• STATED GOAL:
From the line that includes "riverbank with a single point, one per instance." to the last line of the records, inclusive, repeat each line exactly.

[Position annotation records]
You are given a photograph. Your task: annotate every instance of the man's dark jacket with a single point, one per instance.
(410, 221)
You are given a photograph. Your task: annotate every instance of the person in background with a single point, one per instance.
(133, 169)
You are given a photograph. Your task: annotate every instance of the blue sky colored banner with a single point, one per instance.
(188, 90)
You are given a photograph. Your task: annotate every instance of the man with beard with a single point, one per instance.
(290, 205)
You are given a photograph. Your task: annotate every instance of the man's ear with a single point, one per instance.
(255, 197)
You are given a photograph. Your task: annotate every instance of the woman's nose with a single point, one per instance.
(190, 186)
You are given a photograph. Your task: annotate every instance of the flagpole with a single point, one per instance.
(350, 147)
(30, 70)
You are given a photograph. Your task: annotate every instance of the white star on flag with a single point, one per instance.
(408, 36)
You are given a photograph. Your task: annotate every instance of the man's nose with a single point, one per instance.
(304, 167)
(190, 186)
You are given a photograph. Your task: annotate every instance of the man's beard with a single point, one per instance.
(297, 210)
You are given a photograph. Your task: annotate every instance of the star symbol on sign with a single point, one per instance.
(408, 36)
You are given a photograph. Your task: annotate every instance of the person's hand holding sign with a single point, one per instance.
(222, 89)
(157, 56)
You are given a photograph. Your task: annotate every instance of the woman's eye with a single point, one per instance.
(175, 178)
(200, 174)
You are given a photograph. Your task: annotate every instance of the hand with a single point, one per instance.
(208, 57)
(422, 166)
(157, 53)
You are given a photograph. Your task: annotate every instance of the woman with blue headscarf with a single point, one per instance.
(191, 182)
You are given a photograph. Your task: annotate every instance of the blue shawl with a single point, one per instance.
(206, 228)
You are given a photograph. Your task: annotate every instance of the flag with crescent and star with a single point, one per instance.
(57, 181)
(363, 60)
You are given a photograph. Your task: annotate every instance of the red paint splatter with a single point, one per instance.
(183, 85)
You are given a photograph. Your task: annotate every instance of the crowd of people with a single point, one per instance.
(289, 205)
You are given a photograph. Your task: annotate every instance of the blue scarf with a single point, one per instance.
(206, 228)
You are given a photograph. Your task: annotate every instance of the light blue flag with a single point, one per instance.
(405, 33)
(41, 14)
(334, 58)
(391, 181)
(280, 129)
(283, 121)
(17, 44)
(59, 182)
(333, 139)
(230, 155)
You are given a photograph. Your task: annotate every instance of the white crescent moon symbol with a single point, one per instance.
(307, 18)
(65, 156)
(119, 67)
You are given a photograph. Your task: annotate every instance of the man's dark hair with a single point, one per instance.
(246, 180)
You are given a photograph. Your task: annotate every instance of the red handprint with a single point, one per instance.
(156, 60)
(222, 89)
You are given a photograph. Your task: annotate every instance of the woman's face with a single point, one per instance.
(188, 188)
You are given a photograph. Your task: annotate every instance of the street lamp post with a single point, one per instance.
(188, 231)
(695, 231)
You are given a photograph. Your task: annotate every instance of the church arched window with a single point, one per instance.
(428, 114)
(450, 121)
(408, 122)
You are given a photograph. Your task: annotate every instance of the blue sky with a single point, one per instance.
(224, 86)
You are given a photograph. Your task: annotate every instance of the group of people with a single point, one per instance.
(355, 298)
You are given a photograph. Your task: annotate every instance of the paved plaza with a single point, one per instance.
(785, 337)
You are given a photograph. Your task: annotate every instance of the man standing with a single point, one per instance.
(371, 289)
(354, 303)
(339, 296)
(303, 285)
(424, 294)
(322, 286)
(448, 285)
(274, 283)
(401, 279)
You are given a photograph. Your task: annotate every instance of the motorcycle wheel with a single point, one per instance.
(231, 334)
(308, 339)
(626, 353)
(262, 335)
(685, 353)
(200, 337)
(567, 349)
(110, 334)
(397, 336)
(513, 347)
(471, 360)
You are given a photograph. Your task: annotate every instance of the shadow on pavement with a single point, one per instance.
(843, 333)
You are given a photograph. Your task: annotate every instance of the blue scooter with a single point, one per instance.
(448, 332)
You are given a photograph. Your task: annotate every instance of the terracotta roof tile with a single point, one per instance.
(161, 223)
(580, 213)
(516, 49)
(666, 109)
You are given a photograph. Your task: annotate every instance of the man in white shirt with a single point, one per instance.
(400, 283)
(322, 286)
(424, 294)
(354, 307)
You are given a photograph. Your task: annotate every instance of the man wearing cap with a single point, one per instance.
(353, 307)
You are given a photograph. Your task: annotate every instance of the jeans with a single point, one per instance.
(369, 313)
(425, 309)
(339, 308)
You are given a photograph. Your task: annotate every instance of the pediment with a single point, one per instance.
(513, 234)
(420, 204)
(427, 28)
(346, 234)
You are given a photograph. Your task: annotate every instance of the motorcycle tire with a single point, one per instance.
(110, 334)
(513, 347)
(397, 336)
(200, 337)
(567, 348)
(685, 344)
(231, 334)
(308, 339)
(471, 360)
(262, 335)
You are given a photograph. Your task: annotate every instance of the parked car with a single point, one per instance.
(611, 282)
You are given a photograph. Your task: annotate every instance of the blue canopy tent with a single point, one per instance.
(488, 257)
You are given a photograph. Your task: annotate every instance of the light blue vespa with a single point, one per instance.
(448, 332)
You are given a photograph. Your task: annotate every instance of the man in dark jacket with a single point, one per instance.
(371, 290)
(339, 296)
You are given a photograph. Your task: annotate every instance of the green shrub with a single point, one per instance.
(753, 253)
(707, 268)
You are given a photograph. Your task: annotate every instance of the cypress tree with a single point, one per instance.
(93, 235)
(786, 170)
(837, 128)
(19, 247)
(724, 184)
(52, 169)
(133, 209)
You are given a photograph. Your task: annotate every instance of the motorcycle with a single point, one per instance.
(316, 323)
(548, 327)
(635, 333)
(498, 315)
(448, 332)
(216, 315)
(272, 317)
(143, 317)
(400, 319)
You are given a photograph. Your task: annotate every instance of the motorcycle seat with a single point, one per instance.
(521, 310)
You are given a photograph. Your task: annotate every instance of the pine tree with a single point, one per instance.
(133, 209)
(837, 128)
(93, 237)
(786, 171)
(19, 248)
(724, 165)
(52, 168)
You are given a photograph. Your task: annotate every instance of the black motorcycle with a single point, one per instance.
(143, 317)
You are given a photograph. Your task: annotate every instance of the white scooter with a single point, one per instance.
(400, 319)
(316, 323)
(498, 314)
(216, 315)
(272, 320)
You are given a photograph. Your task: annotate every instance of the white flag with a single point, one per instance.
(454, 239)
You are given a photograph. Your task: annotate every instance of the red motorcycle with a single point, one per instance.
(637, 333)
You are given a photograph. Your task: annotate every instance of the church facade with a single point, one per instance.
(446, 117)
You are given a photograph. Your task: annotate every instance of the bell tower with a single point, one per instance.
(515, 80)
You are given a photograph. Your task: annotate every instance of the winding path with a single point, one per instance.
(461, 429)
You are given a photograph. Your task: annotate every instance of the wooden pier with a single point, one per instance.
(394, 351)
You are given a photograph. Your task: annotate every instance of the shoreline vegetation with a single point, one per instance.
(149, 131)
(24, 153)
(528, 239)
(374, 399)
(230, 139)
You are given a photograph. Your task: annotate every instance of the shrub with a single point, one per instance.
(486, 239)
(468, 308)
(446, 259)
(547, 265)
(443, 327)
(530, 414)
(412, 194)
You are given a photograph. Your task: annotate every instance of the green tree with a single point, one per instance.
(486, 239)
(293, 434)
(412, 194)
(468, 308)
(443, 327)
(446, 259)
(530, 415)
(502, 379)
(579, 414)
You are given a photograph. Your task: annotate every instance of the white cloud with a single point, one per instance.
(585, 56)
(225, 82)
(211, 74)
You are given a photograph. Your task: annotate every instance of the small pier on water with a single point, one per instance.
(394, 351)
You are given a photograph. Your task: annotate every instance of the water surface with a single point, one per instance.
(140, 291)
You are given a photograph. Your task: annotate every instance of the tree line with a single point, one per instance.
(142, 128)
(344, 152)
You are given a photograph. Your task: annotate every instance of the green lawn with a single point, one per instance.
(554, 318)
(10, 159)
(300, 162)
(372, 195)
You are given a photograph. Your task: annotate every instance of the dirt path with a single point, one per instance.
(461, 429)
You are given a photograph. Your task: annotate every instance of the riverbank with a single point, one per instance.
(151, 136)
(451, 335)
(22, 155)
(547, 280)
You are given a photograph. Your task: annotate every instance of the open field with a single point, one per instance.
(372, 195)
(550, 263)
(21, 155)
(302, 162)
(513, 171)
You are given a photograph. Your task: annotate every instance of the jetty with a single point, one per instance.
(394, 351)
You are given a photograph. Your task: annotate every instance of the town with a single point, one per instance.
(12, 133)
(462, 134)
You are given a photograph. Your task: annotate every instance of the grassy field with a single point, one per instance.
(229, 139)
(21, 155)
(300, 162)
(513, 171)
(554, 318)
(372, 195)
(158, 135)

• REPLY:
You are given a photograph. Your task: annotate every instance of the riverbank with a single point, one per instance.
(151, 136)
(451, 335)
(22, 155)
(547, 280)
You are given a photograph. Your task: annotate every instance of the open field with a single point, one per instance.
(372, 195)
(550, 263)
(21, 155)
(302, 162)
(513, 171)
You are given a photograph. Your task: annotate every instance of the jetty with a single point, one per instance.
(394, 351)
You are given a photograph. Your task: annotate every instance of the town with a single point, one per instance.
(12, 133)
(462, 134)
You are given a photograph. Your task: annotate every instance of the grassy field with a single point, one per instance.
(229, 139)
(21, 155)
(300, 162)
(513, 171)
(554, 318)
(372, 195)
(158, 135)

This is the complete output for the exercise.